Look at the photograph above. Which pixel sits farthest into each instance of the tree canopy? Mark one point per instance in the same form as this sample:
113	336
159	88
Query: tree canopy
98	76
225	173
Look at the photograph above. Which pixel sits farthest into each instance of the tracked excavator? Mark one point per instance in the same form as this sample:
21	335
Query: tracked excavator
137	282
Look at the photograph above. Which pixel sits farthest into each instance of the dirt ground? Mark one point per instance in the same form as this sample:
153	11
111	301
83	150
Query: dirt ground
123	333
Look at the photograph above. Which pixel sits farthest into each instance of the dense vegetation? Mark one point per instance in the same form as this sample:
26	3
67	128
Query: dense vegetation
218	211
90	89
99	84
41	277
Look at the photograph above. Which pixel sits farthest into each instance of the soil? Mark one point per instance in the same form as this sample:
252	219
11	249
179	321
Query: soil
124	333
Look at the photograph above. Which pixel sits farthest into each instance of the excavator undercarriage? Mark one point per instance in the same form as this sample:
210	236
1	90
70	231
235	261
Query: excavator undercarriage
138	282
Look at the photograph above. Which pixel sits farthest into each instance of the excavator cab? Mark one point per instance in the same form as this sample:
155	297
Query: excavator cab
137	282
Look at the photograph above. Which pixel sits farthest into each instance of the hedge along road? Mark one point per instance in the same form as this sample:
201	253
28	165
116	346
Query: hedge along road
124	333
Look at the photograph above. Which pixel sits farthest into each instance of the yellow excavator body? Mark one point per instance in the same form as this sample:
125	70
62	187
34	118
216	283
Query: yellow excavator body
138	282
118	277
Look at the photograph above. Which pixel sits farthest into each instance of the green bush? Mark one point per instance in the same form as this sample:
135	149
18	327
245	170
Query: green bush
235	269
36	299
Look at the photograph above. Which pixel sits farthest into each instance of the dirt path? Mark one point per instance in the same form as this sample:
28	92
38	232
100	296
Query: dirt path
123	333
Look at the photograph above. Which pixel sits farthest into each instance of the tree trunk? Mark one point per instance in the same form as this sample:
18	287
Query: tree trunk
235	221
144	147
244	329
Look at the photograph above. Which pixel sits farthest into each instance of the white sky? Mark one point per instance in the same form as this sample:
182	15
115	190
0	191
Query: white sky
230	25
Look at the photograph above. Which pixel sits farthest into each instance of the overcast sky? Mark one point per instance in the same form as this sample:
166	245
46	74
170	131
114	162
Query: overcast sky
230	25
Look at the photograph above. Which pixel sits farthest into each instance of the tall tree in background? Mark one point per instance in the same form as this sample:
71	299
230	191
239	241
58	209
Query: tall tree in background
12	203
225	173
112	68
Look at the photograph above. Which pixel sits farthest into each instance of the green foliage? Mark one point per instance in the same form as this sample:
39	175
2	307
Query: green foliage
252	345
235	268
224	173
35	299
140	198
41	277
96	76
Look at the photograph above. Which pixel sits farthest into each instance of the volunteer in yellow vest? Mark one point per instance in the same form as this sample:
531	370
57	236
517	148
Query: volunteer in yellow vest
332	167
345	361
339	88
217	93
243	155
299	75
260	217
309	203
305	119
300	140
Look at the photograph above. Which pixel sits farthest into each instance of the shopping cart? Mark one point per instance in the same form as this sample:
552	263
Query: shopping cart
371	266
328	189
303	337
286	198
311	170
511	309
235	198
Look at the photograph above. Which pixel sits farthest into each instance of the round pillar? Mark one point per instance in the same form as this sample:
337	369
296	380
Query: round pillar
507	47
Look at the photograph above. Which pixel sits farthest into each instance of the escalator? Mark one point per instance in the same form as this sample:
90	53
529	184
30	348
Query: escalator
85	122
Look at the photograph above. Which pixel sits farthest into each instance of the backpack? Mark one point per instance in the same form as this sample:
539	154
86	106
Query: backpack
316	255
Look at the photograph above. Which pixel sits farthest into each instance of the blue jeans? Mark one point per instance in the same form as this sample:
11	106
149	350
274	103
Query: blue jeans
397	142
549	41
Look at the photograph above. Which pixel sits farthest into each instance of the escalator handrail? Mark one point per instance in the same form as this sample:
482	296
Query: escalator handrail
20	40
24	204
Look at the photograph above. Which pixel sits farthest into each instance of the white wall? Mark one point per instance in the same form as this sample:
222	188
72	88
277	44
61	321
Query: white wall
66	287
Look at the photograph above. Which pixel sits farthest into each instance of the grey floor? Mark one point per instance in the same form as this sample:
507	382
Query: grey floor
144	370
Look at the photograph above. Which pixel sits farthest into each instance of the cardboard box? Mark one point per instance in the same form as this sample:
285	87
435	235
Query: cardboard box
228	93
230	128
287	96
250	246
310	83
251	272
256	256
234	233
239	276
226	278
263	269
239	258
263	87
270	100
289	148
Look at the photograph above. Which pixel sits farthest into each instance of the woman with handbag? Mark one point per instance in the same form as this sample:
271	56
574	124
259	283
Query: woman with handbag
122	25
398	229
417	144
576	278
---
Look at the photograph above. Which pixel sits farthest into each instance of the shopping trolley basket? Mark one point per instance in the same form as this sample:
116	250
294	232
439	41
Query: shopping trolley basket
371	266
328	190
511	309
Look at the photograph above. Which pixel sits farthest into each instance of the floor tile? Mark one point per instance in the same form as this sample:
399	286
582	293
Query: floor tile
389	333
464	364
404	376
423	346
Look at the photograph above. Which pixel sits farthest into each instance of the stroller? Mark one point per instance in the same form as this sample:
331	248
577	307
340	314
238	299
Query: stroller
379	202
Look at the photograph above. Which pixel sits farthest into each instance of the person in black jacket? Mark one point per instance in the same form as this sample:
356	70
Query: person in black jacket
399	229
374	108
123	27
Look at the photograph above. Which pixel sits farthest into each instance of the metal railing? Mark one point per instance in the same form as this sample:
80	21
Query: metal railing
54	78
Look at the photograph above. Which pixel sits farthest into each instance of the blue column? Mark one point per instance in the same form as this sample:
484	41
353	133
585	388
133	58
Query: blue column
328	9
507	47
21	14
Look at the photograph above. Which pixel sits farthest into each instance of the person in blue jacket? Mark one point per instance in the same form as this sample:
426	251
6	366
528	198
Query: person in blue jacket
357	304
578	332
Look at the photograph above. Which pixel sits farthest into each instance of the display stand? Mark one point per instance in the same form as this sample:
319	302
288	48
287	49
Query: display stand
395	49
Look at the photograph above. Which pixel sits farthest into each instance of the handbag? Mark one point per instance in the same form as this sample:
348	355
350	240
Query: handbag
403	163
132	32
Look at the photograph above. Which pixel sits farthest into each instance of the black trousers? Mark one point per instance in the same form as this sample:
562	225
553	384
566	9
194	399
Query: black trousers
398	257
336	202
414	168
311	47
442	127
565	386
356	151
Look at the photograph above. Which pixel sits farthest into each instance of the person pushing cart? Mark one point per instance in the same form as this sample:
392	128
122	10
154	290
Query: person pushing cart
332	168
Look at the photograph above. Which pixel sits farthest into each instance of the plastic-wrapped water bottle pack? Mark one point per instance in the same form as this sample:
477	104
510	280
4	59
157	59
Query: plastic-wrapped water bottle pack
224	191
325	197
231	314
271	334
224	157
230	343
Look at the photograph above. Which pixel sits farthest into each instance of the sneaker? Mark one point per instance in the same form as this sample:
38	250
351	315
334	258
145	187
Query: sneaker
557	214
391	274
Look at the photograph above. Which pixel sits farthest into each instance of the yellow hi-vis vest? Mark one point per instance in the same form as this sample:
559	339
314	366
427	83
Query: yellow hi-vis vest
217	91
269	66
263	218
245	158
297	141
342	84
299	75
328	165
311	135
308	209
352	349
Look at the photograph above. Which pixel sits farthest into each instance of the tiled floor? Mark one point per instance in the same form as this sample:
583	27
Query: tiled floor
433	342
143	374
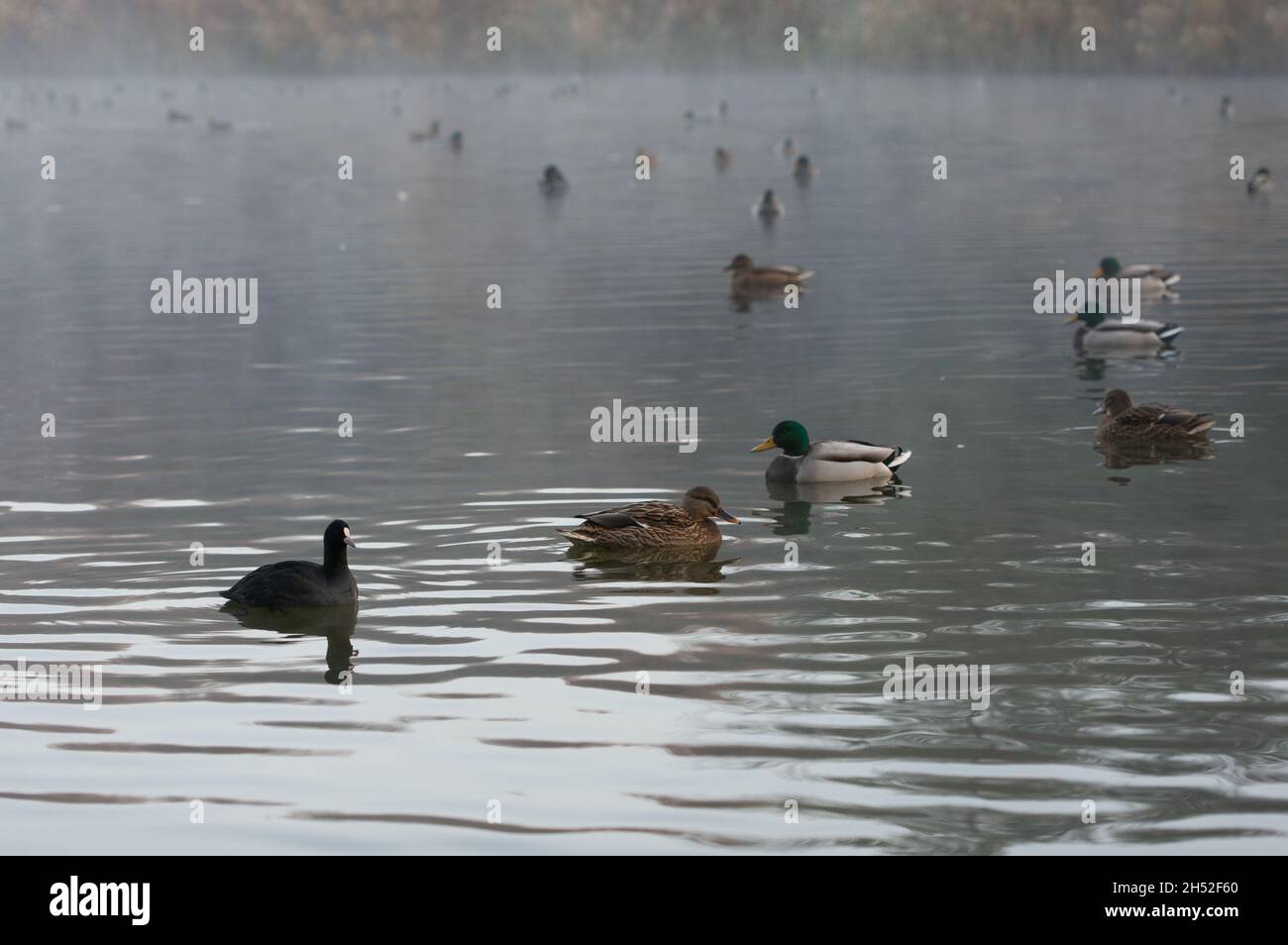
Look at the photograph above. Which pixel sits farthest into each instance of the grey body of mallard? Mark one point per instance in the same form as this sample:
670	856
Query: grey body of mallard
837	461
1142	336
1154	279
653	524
...
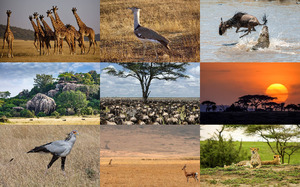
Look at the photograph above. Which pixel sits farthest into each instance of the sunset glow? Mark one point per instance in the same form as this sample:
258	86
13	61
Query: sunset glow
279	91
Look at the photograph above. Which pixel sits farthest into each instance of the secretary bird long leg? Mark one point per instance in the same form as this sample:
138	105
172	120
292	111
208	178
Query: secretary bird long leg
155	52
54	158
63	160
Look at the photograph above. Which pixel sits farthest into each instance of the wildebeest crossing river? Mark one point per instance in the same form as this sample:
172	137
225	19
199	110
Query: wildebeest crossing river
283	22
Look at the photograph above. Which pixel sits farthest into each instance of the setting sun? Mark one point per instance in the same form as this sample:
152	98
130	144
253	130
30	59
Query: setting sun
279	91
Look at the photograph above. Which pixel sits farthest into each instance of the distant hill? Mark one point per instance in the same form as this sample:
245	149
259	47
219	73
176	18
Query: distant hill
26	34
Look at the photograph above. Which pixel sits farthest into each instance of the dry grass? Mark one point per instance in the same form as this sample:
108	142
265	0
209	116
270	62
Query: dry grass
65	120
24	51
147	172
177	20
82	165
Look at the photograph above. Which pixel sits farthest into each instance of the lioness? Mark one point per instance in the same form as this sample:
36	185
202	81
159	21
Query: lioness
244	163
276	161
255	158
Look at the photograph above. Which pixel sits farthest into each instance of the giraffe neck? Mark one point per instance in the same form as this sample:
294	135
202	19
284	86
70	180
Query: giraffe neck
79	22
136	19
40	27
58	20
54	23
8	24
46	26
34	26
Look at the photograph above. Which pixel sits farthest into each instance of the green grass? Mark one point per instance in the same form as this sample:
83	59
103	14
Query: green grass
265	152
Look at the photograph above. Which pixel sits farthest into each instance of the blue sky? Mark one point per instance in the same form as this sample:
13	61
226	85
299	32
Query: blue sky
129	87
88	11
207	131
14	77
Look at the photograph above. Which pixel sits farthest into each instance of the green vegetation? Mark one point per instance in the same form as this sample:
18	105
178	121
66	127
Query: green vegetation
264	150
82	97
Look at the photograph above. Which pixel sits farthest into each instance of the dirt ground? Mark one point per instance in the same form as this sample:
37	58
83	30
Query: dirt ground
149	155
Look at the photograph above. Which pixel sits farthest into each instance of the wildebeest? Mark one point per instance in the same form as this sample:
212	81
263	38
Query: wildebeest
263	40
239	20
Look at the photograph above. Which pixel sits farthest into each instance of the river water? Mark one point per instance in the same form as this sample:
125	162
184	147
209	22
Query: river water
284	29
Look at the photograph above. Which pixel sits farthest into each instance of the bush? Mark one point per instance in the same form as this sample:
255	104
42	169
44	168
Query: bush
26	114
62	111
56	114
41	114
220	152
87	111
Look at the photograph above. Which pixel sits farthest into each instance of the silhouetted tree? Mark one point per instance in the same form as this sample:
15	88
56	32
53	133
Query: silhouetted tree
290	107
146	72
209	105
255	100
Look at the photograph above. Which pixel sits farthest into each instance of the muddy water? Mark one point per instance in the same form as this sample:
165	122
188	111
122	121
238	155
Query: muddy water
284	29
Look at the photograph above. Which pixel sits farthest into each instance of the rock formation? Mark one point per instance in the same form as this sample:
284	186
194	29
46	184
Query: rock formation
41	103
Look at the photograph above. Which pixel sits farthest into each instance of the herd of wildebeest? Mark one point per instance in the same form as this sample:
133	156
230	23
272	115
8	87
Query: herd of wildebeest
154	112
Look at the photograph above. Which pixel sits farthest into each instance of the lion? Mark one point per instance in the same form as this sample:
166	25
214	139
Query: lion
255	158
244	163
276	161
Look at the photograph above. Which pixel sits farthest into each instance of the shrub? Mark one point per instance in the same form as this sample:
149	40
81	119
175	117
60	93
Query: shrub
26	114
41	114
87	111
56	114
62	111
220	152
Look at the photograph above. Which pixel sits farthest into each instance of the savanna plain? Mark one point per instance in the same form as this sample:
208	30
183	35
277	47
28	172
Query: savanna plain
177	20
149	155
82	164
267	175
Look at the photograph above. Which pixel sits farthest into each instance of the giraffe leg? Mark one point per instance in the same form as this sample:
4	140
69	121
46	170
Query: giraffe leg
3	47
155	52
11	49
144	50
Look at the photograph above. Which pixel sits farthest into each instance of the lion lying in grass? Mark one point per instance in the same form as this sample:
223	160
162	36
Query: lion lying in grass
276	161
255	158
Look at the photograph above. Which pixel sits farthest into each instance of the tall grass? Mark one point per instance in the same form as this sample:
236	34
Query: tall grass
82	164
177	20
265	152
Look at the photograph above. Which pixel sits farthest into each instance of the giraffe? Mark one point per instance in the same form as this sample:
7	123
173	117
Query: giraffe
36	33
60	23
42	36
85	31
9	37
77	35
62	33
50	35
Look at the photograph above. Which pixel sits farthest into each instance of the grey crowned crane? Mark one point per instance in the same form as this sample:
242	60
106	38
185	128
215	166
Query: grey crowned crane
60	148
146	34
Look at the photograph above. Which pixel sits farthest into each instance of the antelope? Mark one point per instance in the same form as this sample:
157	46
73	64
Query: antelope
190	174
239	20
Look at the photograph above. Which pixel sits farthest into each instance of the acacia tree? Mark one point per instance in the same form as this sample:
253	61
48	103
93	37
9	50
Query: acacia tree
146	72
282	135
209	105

Exercise =
Pull out each line in the records above that contains the word "stand", and copy every such line in full.

Task result =
Look at the photograph above. Which pixel sits farthest into each instance of the display stand? Mark one point per instance in the same form as this sample:
Query: display stand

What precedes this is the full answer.